Clinically dramatic and usually fatal, FIP develops when feline enteric coronavirus (FECV), a common benign intestinal virus, mutates into the malignant FIP virus (FIPV). Discovered by a Cornell veterinarian in 1963, this mutant moves from intestinal cells to white blood-cells called macrophages. Traveling through the body, it kills most cats within weeks. Kittens are particularly vulnerable, especially in shelters and catteries. Current tests cannot distinguish between the common FECV and the killer FIPV. No effective vaccines or therapies exist.
“FIP is a tragic disease for families falling in love with new kittens and veterinarians who can do nothing to stop it,” said Dr. Gary Whittaker, virology professor at Cornell’s College of Veterinary Medicine. “Comparing viral genetics, our lab found exactly what changes when FECV mutates into FIPV. Knowing this will prove pivotal in developing tests, vaccines, and treatments to protect cats from this devastating disease.”
====
> [Study questions]:
1. According to the FIP passage, which white blood cells does the mutant virus move into from intestinal cells?
2. Write out the part of the FIP passage that begins at the words "Clinically dramatic and" and stops after "or therapies exist.".
3. Extend the FIP passage, picking up after its final sentence.

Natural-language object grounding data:
====
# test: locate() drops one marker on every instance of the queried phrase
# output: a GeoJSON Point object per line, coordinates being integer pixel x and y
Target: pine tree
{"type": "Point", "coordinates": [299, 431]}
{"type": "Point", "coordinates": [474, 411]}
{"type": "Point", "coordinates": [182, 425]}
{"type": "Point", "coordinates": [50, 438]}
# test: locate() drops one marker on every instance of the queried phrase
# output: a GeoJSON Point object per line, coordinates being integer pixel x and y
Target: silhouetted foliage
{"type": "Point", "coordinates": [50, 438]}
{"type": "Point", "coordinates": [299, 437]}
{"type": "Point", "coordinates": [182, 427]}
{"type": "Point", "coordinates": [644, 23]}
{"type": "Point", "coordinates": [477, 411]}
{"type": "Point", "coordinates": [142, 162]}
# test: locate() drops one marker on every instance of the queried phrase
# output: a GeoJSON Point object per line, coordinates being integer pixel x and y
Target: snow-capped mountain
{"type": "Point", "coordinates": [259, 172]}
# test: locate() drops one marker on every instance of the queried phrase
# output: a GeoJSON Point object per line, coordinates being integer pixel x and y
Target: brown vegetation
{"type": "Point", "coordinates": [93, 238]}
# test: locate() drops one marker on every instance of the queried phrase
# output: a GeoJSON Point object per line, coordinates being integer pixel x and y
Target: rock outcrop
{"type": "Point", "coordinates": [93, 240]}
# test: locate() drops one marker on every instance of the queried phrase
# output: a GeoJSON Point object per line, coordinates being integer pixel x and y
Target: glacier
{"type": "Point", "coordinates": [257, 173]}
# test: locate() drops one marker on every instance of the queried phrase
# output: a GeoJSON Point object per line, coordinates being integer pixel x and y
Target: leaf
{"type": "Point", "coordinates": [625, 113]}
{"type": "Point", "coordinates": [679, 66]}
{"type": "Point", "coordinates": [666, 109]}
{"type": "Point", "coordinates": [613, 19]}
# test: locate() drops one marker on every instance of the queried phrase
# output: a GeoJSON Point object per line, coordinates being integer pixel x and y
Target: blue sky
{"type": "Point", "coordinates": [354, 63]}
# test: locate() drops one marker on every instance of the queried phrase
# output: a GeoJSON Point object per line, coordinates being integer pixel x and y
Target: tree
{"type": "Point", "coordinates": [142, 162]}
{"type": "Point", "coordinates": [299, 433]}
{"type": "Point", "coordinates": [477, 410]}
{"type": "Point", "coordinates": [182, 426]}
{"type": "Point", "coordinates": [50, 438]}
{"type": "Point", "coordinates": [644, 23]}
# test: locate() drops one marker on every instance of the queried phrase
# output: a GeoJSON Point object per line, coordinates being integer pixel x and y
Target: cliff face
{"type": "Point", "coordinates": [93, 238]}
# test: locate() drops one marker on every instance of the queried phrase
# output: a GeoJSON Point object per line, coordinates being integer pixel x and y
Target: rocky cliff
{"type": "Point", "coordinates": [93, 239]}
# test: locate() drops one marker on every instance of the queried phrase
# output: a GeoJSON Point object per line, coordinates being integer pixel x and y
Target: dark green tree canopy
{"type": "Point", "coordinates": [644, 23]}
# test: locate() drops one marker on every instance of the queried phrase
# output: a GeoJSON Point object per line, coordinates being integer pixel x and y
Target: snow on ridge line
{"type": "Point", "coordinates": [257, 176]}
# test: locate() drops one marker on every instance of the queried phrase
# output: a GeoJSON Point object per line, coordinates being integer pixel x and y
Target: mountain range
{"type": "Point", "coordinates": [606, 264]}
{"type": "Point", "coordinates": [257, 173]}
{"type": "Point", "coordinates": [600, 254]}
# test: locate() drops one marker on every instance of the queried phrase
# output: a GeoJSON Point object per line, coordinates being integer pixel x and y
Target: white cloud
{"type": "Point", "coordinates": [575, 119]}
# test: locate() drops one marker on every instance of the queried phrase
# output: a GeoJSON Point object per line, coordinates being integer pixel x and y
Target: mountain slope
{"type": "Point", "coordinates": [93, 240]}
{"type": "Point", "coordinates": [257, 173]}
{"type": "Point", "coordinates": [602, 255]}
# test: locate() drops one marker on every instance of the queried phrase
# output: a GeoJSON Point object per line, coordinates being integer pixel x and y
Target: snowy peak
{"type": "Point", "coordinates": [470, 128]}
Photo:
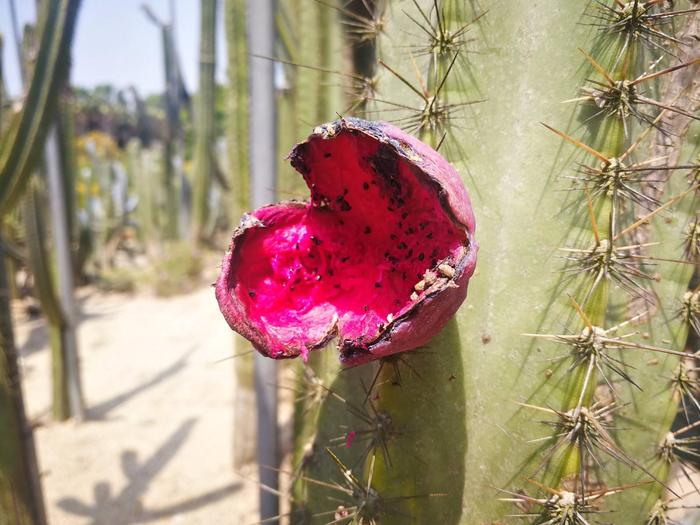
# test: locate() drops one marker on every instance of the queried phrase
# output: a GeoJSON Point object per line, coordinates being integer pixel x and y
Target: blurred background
{"type": "Point", "coordinates": [125, 132]}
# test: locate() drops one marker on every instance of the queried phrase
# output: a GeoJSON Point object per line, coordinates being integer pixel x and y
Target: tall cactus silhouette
{"type": "Point", "coordinates": [22, 142]}
{"type": "Point", "coordinates": [551, 394]}
{"type": "Point", "coordinates": [204, 152]}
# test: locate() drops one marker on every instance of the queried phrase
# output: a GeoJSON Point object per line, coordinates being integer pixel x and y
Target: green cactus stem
{"type": "Point", "coordinates": [205, 129]}
{"type": "Point", "coordinates": [550, 394]}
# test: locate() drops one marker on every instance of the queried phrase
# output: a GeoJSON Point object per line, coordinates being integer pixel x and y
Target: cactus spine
{"type": "Point", "coordinates": [599, 366]}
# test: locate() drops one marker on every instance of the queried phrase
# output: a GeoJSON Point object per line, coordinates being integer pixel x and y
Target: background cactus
{"type": "Point", "coordinates": [23, 140]}
{"type": "Point", "coordinates": [205, 133]}
{"type": "Point", "coordinates": [454, 432]}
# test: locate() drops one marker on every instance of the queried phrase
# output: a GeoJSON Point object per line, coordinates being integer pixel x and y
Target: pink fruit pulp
{"type": "Point", "coordinates": [344, 264]}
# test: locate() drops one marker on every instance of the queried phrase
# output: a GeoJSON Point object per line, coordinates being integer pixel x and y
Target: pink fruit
{"type": "Point", "coordinates": [380, 257]}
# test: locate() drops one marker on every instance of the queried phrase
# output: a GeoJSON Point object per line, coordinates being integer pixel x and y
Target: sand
{"type": "Point", "coordinates": [157, 446]}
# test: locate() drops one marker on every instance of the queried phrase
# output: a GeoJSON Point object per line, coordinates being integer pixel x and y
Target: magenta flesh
{"type": "Point", "coordinates": [384, 210]}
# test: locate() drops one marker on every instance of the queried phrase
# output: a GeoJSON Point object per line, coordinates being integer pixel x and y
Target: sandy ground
{"type": "Point", "coordinates": [157, 445]}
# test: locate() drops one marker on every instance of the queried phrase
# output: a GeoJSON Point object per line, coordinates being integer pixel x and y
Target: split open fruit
{"type": "Point", "coordinates": [379, 258]}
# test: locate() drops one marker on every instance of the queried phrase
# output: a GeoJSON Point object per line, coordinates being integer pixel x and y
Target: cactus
{"type": "Point", "coordinates": [585, 225]}
{"type": "Point", "coordinates": [175, 98]}
{"type": "Point", "coordinates": [22, 141]}
{"type": "Point", "coordinates": [204, 149]}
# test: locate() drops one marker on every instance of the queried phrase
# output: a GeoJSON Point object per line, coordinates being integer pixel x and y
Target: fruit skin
{"type": "Point", "coordinates": [413, 326]}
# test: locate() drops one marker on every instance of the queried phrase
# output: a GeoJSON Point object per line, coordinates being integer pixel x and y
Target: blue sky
{"type": "Point", "coordinates": [115, 43]}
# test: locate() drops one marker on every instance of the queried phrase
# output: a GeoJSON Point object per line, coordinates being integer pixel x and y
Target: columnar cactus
{"type": "Point", "coordinates": [205, 136]}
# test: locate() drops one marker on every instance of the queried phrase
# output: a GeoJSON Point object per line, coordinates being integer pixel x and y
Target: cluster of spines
{"type": "Point", "coordinates": [621, 196]}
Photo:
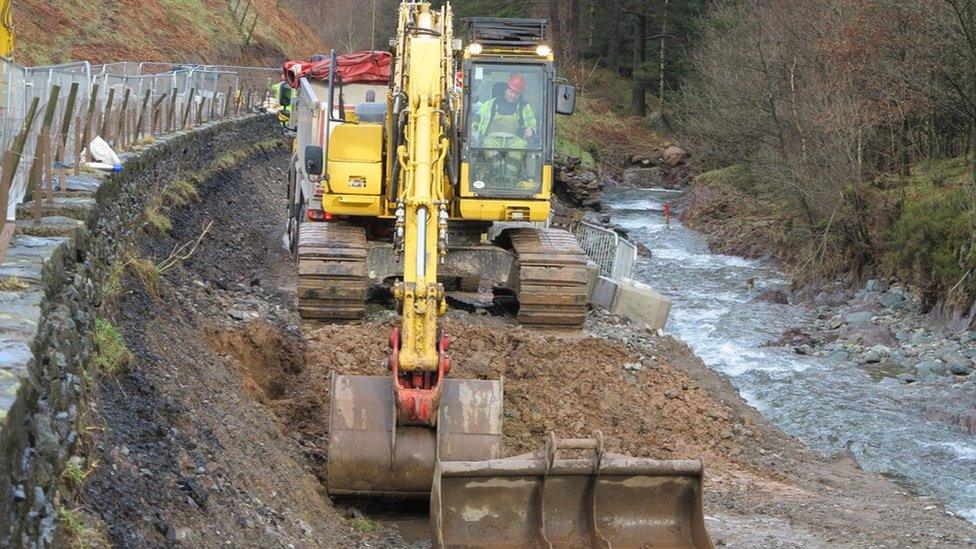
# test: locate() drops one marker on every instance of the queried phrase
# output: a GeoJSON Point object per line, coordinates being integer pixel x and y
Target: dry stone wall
{"type": "Point", "coordinates": [52, 282]}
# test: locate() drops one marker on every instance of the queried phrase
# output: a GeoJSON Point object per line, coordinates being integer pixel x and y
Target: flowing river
{"type": "Point", "coordinates": [829, 407]}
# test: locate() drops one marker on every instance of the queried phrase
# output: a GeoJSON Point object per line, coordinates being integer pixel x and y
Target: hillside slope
{"type": "Point", "coordinates": [201, 31]}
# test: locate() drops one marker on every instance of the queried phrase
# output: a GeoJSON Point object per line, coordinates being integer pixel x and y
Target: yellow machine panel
{"type": "Point", "coordinates": [507, 210]}
{"type": "Point", "coordinates": [356, 160]}
{"type": "Point", "coordinates": [351, 204]}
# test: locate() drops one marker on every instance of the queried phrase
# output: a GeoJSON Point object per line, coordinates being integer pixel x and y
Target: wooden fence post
{"type": "Point", "coordinates": [89, 121]}
{"type": "Point", "coordinates": [107, 114]}
{"type": "Point", "coordinates": [123, 113]}
{"type": "Point", "coordinates": [34, 188]}
{"type": "Point", "coordinates": [172, 111]}
{"type": "Point", "coordinates": [189, 105]}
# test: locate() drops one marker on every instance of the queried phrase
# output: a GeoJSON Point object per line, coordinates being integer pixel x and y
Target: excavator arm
====
> [Answers]:
1. Macrophages.

2.
Clinically dramatic and usually fatal, FIP develops when feline enteric coronavirus (FECV), a common benign intestinal virus, mutates into the malignant FIP virus (FIPV). Discovered by a Cornell veterinarian in 1963, this mutant moves from intestinal cells to white blood-cells called macrophages. Traveling through the body, it kills most cats within weeks. Kittens are particularly vulnerable, especially in shelters and catteries. Current tests cannot distinguish between the common FECV and the killer FIPV. No effective vaccines or therapies exist.

3.
Eight month old kitten in end stage feline infectious peritonitis (FIP). Owner noted clinical signs a month before her death. She was diagnosed as likely to have FIP two weeks prior to this photo and died less than a week later.
Scientists have searched for this mutation for the last three decades. Part of the challenge, Whittaker said, might have been the scale at which they searched. Like flu viruses, coronaviruses code genes with RNA. RNA-based viruses make many mistakes when replicating, allowing them to quickly mutate, dodge vaccines and therapeutics, and move to new territory. “These viruses are so rife with mutations that even samples of the same virus from the same tissue in the same cat rarely match to the letter,” said Whittaker. “Sifting through for something that distinguishes FIPV was like looking for a needle in a haystack.”
So Whittaker deviated from the traditional broad birds-eye view, focusing instead on a specific functional part of the virus. Coronavirus particles brim with crowns of spikey proteins that activate the virus when chopped by the right proteases— axe-like enzymes in the host cell. FECV prefers proteases from its main ride, intestinal cells. When FIPV hijacks macrophages instead, Whittaker suspected its spike proteins have changed shape to respond to macrophage proteases.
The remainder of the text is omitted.